**The problem**
Copy the data that follows exactly. Include no pictures.

**Supplied data**
[Start of Attachment]

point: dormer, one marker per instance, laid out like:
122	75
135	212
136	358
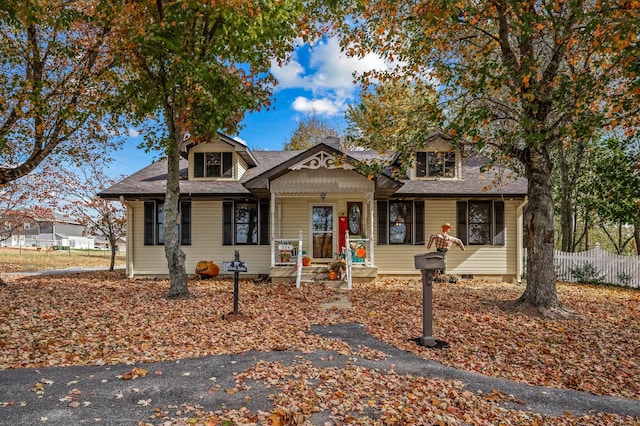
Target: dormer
224	159
436	160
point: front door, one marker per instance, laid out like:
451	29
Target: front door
322	232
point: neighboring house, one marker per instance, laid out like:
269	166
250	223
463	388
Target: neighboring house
102	243
58	231
261	202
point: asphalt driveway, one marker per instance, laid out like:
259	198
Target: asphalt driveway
99	395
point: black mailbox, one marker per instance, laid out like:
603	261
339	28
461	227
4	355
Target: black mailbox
432	261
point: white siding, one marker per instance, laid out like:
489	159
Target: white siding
293	215
206	243
475	260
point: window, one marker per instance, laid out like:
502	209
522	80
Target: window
401	222
213	164
436	164
481	222
245	222
154	223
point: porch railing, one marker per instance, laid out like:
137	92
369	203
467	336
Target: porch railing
286	251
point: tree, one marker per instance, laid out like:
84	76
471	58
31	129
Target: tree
569	173
82	202
56	82
311	130
395	115
195	68
614	190
519	78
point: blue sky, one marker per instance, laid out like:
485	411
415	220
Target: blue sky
318	79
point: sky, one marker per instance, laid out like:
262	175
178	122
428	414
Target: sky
318	79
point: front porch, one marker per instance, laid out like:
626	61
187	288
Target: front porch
287	274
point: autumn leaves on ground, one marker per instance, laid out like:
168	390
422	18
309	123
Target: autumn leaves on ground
104	318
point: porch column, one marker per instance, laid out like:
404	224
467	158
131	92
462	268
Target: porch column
273	229
371	230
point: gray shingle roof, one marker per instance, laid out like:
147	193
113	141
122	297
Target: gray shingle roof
150	181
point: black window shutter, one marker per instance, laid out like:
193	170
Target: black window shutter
462	221
227	164
383	223
498	211
264	223
185	223
198	164
418	211
149	222
227	223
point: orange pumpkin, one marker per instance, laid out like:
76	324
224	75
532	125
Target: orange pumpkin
208	268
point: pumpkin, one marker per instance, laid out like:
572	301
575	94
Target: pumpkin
208	268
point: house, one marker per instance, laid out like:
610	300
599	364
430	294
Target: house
52	230
101	242
272	204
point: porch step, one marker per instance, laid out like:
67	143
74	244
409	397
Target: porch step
320	273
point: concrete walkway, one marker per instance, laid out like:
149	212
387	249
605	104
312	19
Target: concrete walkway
102	397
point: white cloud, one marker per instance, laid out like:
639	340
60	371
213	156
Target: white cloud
239	139
320	106
329	76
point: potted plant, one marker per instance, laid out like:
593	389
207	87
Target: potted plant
337	268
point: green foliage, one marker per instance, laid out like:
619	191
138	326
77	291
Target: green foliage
205	64
587	274
311	131
394	116
58	77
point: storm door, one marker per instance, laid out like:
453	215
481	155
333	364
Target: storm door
322	232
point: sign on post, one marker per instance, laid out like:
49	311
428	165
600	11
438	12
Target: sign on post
234	266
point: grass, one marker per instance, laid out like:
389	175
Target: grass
27	260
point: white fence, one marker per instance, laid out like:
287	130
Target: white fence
605	267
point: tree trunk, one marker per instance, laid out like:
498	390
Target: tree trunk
566	206
173	251
540	296
112	264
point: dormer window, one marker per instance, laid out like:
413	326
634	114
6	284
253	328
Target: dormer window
213	164
435	164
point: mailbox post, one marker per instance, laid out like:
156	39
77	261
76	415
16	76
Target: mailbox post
428	263
236	266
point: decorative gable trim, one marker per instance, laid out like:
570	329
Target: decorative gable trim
320	160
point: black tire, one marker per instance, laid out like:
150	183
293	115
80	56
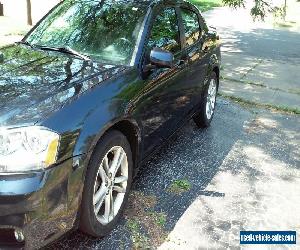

[End of Attachment]

**Written solution**
point: dormer, one marker per instance, laid out like:
122	75
135	212
136	358
Target: dormer
224	159
436	160
point: front door, one marker per instance, laid out like:
451	29
Target: front door
322	232
point: neighboring house, one marker per instance, laid out like:
269	166
250	223
463	388
Target: neighboring house
102	243
58	231
261	202
point: asphalt driveway, one marker per instance, laid out like:
259	198
Target: asphalt driveway
99	395
point: black mailbox, one marker per instance, laid out like:
603	261
339	28
461	227
4	355
Target: black mailbox
432	261
point: white siding, one marker per instance, laid out like:
489	159
Target: white siding
293	215
206	243
475	260
point: window, one marker per instance, laid out like:
502	209
522	80
Target: window
401	222
213	164
436	164
481	222
245	222
154	223
point: porch railing, one marker per instance, laid out like:
137	92
369	203
467	336
Target: porch railing
286	251
point: tree, one marker per instance, laid out like:
84	76
471	58
31	129
Target: tree
569	173
82	202
56	82
311	130
395	115
195	68
614	190
519	78
point: blue sky, one marker per instance, laid out like:
485	411
415	220
Target: blue sky
318	79
point: sky, one marker per instance, laid out like:
262	175
178	122
428	414
Target: sky
318	79
point: front porch, one marker per instance, laid out like:
626	61
187	288
Target: front porch
287	274
point: autumn leaves on ground, one marker per instance, laid out like:
168	390
422	18
309	123
Target: autumn leaves on ground
104	318
point: porch column, one marker per instance, laid out like:
404	224
467	158
131	92
462	268
Target: porch column
273	229
371	230
point: gray shingle roof, one marker per instance, laid out like:
147	193
113	141
122	297
Target: gray shingle roof
150	181
point: black window shutter, one marker per instance, laid out like:
193	170
Target: black window shutter
462	221
227	164
383	223
498	211
264	223
185	223
198	164
418	211
149	222
227	223
point: orange pumpkin, one marker per instance, laid out like:
76	324
224	75
532	125
Target: orange pumpkin
208	268
point: pumpkin, one marker per instance, laid out like:
572	301
575	94
Target: pumpkin
208	268
point: house, one marker per instance, laid out like:
610	300
599	364
430	294
Target: house
52	230
101	242
272	204
point: porch step, one marker per instance, laid out like:
67	143
74	244
409	397
Target: porch step
320	273
point: concrete walkway, one marker per instance, laid out like:
149	212
387	249
605	104
312	19
Target: concrete walkway
102	397
point: white cloud, one marker per instance, laid out like:
639	340
60	371
213	156
Target: white cloud
239	139
320	106
329	76
point: potted plant, one marker per instance, laid out like:
593	389
207	87
Target: potted plant
337	268
point: green foliage, one marker per instance, laid out like:
619	191
138	326
77	291
Target: green foliage
205	64
587	274
311	131
394	116
58	77
point: storm door, one marker per instance, laid out like:
453	215
481	155
333	364
Target: storm door
322	232
point: sign on post, one marker per instance, laid out like:
49	311
428	165
600	11
438	12
Target: sign on post
234	266
point: grass, one marker per instance, laid out like:
389	175
Target: grass
27	260
point: white fence, one marker per instance, laid out like:
287	130
Target: white fence
605	267
point: tree trunk, one marker per instance, laid out like:
498	390
Target: tree trunk
566	206
173	251
540	296
112	264
point: dormer window, one marker per instance, laid out like:
413	326
634	114
6	284
253	328
Target: dormer window
213	164
435	164
point: mailbox post, one marker per instance, laid out like:
156	39
77	261
76	415
16	76
Target: mailbox post
428	263
236	266
point: decorative gable trim, one marker per instance, laid out like:
570	329
Target: decorative gable trim
320	160
point: black tire, one marker per instance, laid out like:
150	183
293	115
80	56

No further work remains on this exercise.